GIVEN PASSAGE
* START *
In addition, one of the most significant implications of DORA is that it will bring within the scope of European financial services supervision those ICT third-party service providers that will be deemed critical. DORA is accompanied by Directive (EU) 2022/2556 that amends certain pieces of European financial services legislation, including MiFID II, as regards provisions regarding digital operational resilience.
To support financial institutions in preparing for the imminent application of DORA we set out below 10 key things to know about it:
DORA will have a very broad application and it will cover all authorised European financial entities, altogether 20 types of them. This includes credit, payment and e-money institutions, investment firms, crypto-asset service providers (CASPs) that will be authorised under the Markets in Crypto-Assets Regulation (MiCA) as well as issuers of asset-referenced tokens, central securities depositories (CSDs), central counterparties (CCPs), trading venues, trade repositories, alternative investment fund managers (AIFMs), management companies, data reporting service providers, insurance and reinsurance undertakings, insurance and reinsurance intermediaries, institutions for occupational retirement pensions, credit rating agencies, statutory audit and audit firms, administrators of critical benchmarks, crowdfunding service providers, securitisation repositories. As mentioned earlier, DORA will also apply to ICT third-party service providers.
Notwithstanding its intentionally broad scope, DORA provides some elements of proportionality. In line with a general principle of proportionality, in-scope financial entities will be required to comply with DORA by taking into account their size and overall risk profile, as well as the nature, scale and complexity of their services, activities and operations. DORA also provides limited exemptions for certain financial entities, including sub-threshold AIFMs, small insurance and re-insurance undertakings exempt from Solvency II, small institutions for occupational retirement provision, persons exempt from the Markets in Financial Instruments Directive (MiFID), insurance intermediaries, reinsurance intermediaries and ancillary insurance intermediaries which are microenterprises or small or medium-sized enterprises, as well as certain post-office giro institutions. Conversely, some of the most advanced digital testing requirements will be applicable only to the biggest, “significant” financial entities.
In addition, for the purpose of the application of DORA it is necessary to consider the scope of ICT services that will be subject to its requirements. Whist DORA defines the term “ICT services” in high-level terms, there are a lot of uncertainties about the practical identification of the relevant in-scope ICT services. In particular, there is an ongoing debate about delineation between the financial services and ICT services, guidance on which is expected to be provided by the Commission.
DORA will require financial entities to have in place comprehensive internal governance and control frameworks for the “effective and prudent” management of ICT risks. It puts an explicit and ultimate responsibility upon a management body of a financial entity for defining, approving and overseeing the implementation of all arrangements relating to the ICT risk management framework. The relevant elements of the management body's responsibilities are set out in the legislation. In addition, financial institutions, with an exception for microenterprises, will have to establish a role to monitor the arrangements concluded with ICT third-party service providers, or designate a member of senior management for the purpose of overseeing the related risk exposures and documentation.
* END *
REQUESTS
1. Reproduce the DORA passage word for word from "DORA will require" to "exposures and documentation.".
2. Continue the text on DORA, beginning right after its final sentence.

GIVEN INFORMATION
* START *
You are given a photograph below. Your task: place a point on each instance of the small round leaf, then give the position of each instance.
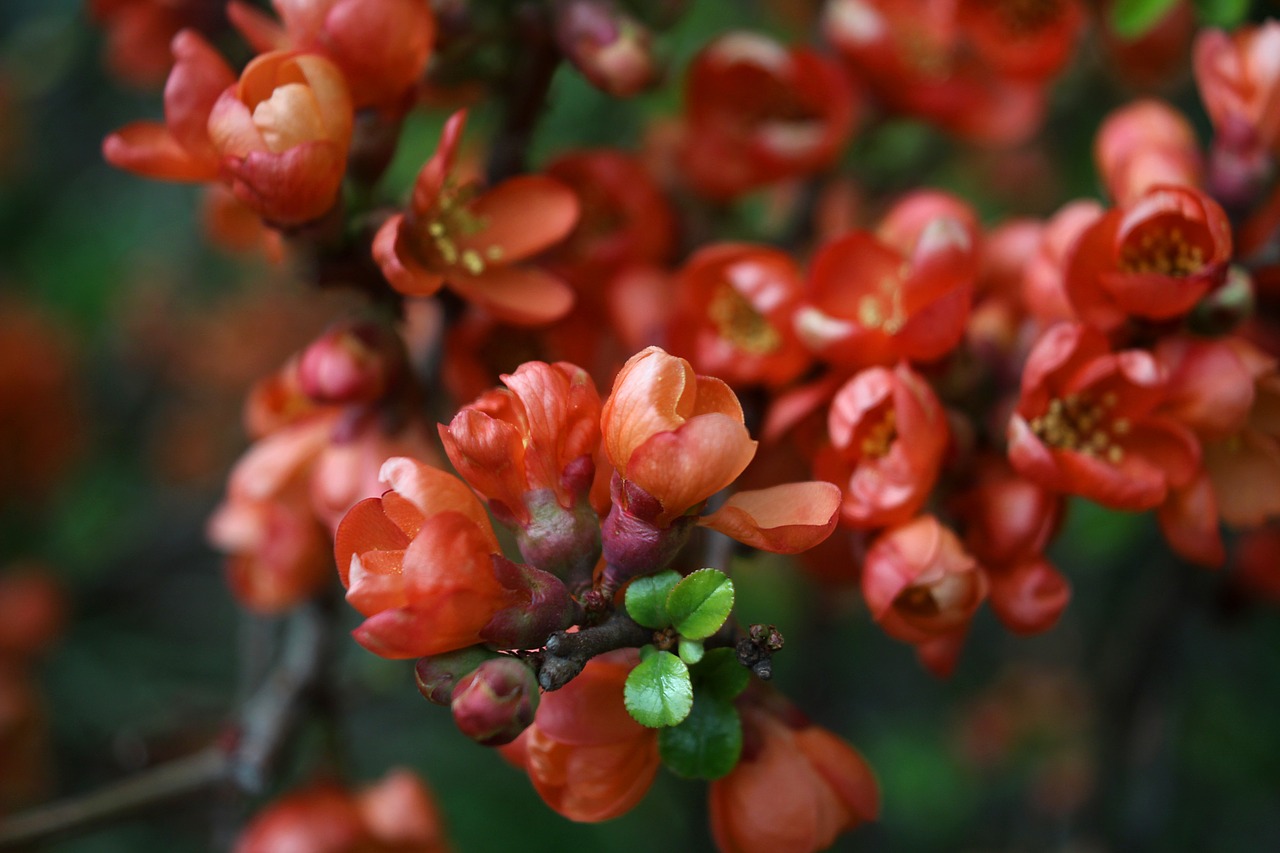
* END *
TASK ANSWERS
1.
DORA will require financial entities to have in place comprehensive internal governance and control frameworks for the “effective and prudent” management of ICT risks. It puts an explicit and ultimate responsibility upon a management body of a financial entity for defining, approving and overseeing the implementation of all arrangements relating to the ICT risk management framework. The relevant elements of the management body's responsibilities are set out in the legislation. In addition, financial institutions, with an exception for microenterprises, will have to establish a role to monitor the arrangements concluded with ICT third-party service providers, or designate a member of senior management for the purpose of overseeing the related risk exposures and documentation.

2.
Financial entities will be obliged to build, maintain and subject to regular audits a sound, comprehensive and well-documented ICT risk management framework, consisting of strategies, policies, procedures, ICT protocols and tools. DORA is documentation-heavy: financial entities will be required to use and maintain updated ICT systems, protocols and tools, as well as identify and detect developments that pose a potential source of ICT risk, especially those configurations that interconnect with internal and external ICT systems. Secondary legislation lays down detailed rules on these tools, methods, processes and policies. DORA sets out prescriptive measures that financial entities will need to comply with for the purpose of protection and prevention, detection, response and recovery from ICT risks, including having a dedicated and comprehensive ICT business continuity policy and plans, notably in respect of critical or important functions outsourced or contracted through arrangements with ICT third-party service providers. Secondary legislation further specifies the required content of this policy. As part of their business continuity policy, financial entities will have to conduct a business impact analysis (BIA) of their exposures to severe business disruptions; they will also have to establish a crisis management function, ready to manage internal and external crisis communications in case an ICT business continuity plan gets activated.
Finally, financial entities will have to have in place measures establishing backup policies and recovery methods (including, for example, a specific obligation for CSDs to maintain at least one secondary processing side), as well as establish appropriate “learning and evolving” frameworks allowing them to gather information on vulnerabilities and cyber threats for the purpose of analysing their likely impacts on their digital operational resilience. Their staff and senior management will have to undertake compulsory digital operational resilience training. Financial entities should have measures in place allowing them to monitor the effectiveness of the implementation of their digital resilience strategy as well as bespoke crisis communications plans as well as internal and external communication policies.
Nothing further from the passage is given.